→ **SELECTED EXTRACT**

--------------------

Exotic Silicon has a detailed exploration of how and why to make long term backups.

The myth...

When thinking about data backup, many people have tended to fixate on the possibility of a crashed hard disk, and in modern times, a totally dead SSD. It's been the classic disaster scenario for decades, assuming that your office doesn't burn down overnight. You sit down in front of your desktop in the morning, and it won't boot. As you reach in to fiddle with SATA cables and clean connections, you realise that the disk isn't even spinning up.

Maybe you knew enough to try a couple of short, sharp, ninety degree twists in the plane of the platters, in case it was caused by stiction. But sooner or later, reality dawns, and it becomes clear that the disk will never spin again. It, along with your data, is gone forever. So a couple of full back-ups at regular intervals should suffice, right?

Except that isn't how it usually happens - most likely you'll be calling on your backups for some other reason.

The reality...

Aside from the fact that when modern SSDs fail they often remain readable, I.E. they become read-only, your data is much more likely to be at risk from silent corruption over time or overwritten due to operator error.

--------------------

→ **ROWS**
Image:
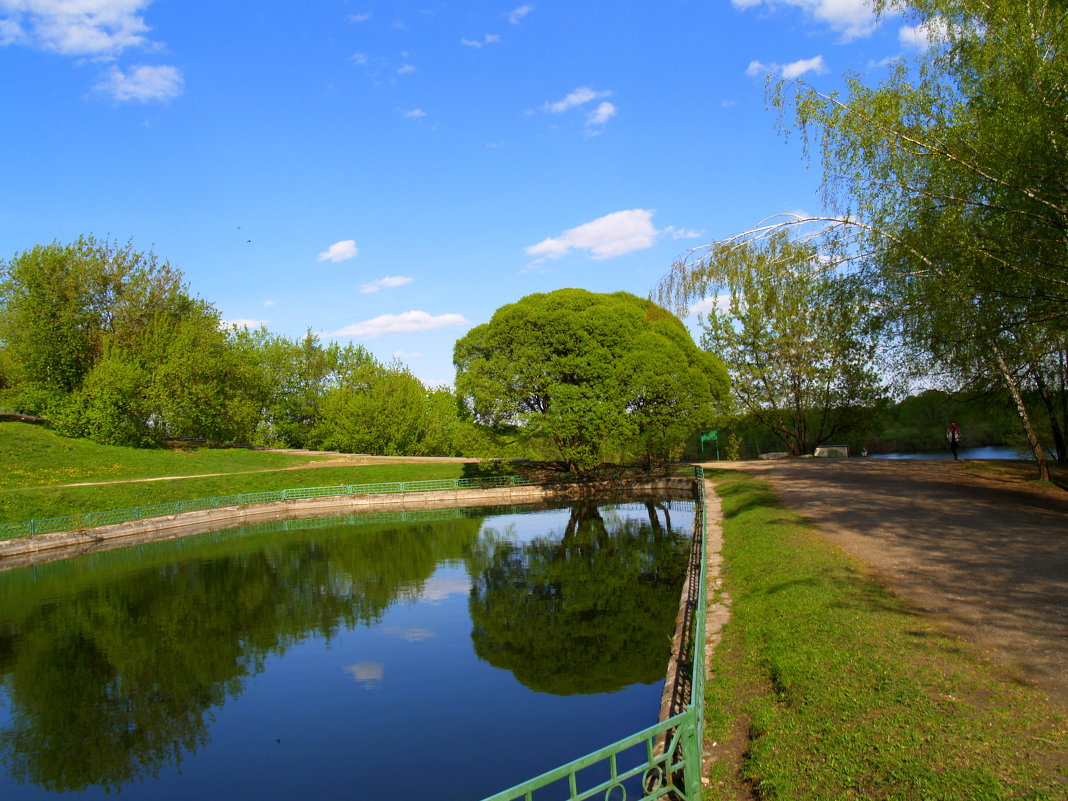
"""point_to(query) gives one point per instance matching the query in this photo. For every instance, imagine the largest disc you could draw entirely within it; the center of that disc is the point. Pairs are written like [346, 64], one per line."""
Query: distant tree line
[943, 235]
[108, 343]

--------------------

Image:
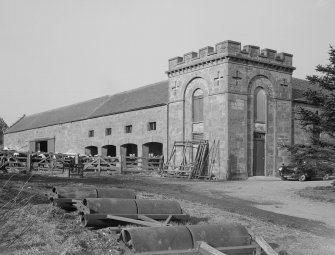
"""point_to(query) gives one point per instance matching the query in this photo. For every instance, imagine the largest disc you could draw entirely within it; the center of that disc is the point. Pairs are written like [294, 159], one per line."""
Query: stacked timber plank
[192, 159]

--------------------

→ **EXERCISE BRIEF**
Repeat word for word the part of the data backup passage starting at "When thinking about" and ending at "should suffice, right?". The lines shown above were taken from a separate source.

→ **RESULT OF THE EXERCISE**
When thinking about data backup, many people have tended to fixate on the possibility of a crashed hard disk, and in modern times, a totally dead SSD. It's been the classic disaster scenario for decades, assuming that your office doesn't burn down overnight. You sit down in front of your desktop in the morning, and it won't boot. As you reach in to fiddle with SATA cables and clean connections, you realise that the disk isn't even spinning up.

Maybe you knew enough to try a couple of short, sharp, ninety degree twists in the plane of the platters, in case it was caused by stiction. But sooner or later, reality dawns, and it becomes clear that the disk will never spin again. It, along with your data, is gone forever. So a couple of full back-ups at regular intervals should suffice, right?